(What to do) Go line by line through the entries below and copy those containing the string "foliage".

(Dataset excerpts)
◇ ◇ ◇ ◇ ◇ ◇ ◇

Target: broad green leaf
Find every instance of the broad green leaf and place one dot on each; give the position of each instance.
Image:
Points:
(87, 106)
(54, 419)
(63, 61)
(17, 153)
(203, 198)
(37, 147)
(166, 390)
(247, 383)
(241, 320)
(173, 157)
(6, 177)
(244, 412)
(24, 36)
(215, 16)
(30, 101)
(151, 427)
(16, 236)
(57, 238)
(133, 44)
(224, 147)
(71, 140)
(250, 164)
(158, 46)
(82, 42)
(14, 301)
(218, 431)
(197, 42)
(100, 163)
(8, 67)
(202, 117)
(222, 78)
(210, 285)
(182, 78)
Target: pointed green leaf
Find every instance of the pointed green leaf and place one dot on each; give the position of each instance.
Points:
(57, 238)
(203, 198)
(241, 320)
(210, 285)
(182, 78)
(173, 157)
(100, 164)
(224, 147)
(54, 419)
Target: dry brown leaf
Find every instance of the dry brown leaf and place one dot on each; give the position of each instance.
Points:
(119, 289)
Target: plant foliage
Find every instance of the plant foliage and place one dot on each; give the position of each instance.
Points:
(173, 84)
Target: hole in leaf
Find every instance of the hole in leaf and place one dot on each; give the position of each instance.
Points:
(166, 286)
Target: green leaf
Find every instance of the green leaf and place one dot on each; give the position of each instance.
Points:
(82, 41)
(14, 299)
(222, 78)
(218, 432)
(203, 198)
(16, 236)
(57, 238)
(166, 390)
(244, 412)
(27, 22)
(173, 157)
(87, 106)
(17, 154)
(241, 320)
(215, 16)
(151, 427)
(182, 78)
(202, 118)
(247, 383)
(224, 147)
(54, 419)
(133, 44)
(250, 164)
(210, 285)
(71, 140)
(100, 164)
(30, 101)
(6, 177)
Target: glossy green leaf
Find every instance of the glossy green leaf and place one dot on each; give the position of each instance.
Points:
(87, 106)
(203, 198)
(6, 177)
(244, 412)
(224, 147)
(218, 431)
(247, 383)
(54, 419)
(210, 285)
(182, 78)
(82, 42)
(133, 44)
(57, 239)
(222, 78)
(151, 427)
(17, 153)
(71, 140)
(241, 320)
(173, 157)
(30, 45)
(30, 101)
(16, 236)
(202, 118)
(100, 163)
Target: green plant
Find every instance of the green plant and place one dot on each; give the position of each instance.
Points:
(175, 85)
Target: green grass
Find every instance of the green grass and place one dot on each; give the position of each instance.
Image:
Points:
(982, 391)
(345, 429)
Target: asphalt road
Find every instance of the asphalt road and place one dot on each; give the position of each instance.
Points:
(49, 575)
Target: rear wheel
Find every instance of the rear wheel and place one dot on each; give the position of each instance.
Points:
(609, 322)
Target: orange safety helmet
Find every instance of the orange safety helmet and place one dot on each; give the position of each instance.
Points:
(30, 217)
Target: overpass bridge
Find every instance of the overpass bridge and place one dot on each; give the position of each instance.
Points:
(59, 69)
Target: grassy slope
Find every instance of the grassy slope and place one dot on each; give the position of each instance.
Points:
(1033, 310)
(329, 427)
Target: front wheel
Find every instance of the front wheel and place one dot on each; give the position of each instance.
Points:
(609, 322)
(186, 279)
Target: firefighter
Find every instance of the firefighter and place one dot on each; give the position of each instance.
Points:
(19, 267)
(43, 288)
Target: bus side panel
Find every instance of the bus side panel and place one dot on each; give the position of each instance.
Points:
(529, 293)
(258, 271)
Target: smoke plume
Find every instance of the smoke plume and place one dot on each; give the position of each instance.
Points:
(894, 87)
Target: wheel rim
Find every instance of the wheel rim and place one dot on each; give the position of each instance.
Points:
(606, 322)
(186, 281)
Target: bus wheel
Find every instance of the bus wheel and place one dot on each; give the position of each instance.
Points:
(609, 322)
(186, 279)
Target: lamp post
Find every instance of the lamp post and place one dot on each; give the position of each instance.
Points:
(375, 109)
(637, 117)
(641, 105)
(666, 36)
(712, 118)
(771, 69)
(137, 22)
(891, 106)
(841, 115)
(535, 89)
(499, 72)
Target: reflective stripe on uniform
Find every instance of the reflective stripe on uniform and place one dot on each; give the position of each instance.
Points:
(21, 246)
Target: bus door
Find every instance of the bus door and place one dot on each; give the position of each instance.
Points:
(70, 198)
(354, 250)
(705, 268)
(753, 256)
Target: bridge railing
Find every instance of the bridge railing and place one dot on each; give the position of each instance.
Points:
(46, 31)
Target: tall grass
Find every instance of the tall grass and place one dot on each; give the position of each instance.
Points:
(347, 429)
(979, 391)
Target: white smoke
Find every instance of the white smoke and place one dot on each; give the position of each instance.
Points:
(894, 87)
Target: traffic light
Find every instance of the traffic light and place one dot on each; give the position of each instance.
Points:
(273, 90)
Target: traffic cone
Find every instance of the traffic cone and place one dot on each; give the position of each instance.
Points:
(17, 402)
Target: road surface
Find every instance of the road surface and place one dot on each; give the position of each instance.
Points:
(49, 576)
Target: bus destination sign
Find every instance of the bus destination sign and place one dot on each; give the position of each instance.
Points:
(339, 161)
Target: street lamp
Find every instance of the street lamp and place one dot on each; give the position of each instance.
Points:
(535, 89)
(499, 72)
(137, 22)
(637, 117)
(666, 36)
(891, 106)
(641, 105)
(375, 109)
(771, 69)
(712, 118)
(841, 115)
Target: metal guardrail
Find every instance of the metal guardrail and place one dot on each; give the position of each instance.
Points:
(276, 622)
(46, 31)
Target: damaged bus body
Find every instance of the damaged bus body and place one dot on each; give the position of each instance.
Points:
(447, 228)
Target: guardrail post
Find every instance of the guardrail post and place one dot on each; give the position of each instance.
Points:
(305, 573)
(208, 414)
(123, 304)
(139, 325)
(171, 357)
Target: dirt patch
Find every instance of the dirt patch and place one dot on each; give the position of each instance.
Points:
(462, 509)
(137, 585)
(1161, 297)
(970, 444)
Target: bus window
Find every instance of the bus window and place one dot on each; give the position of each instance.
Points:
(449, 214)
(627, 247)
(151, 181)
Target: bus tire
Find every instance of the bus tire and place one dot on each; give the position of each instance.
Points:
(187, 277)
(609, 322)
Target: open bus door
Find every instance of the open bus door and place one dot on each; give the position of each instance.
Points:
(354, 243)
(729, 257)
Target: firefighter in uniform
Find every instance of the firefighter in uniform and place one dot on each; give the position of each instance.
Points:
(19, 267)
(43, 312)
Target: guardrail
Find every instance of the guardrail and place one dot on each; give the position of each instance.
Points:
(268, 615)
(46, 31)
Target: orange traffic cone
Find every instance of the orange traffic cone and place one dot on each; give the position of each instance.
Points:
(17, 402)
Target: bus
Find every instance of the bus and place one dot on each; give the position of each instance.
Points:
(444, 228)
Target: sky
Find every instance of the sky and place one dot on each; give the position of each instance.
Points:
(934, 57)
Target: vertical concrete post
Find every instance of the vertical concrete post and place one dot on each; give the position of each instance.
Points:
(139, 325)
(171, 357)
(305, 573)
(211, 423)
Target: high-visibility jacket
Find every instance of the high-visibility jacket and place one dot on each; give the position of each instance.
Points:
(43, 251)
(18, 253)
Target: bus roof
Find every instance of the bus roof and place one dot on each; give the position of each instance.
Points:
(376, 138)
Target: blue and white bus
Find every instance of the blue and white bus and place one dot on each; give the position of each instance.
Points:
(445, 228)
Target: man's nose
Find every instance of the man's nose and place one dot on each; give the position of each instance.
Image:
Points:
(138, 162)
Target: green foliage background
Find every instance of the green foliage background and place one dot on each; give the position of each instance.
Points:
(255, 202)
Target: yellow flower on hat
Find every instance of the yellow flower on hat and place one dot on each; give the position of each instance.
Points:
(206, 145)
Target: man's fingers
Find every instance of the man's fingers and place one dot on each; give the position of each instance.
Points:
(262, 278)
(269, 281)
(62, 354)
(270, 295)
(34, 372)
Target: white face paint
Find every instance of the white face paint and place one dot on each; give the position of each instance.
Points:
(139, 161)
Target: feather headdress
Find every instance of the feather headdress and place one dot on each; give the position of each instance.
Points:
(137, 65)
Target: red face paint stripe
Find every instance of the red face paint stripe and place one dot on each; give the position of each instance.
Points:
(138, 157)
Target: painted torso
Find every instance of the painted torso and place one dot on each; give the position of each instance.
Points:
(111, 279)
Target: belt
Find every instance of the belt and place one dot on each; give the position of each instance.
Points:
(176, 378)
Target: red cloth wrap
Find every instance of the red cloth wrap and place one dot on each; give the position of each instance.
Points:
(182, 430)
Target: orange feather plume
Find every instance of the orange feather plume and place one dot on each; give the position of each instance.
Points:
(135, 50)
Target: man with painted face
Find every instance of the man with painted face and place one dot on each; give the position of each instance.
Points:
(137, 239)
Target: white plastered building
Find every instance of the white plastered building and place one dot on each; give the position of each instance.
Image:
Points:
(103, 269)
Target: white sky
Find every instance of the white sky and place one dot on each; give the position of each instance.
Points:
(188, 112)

◇ ◇ ◇ ◇ ◇ ◇ ◇

(Exercise result)
Target: plant foliage
Find every instance of the plant foliage and place one dot on each; give the position of each instance.
Target: green foliage background
Find every instance of the green foliage background and place one dot on each; give the position of each instance.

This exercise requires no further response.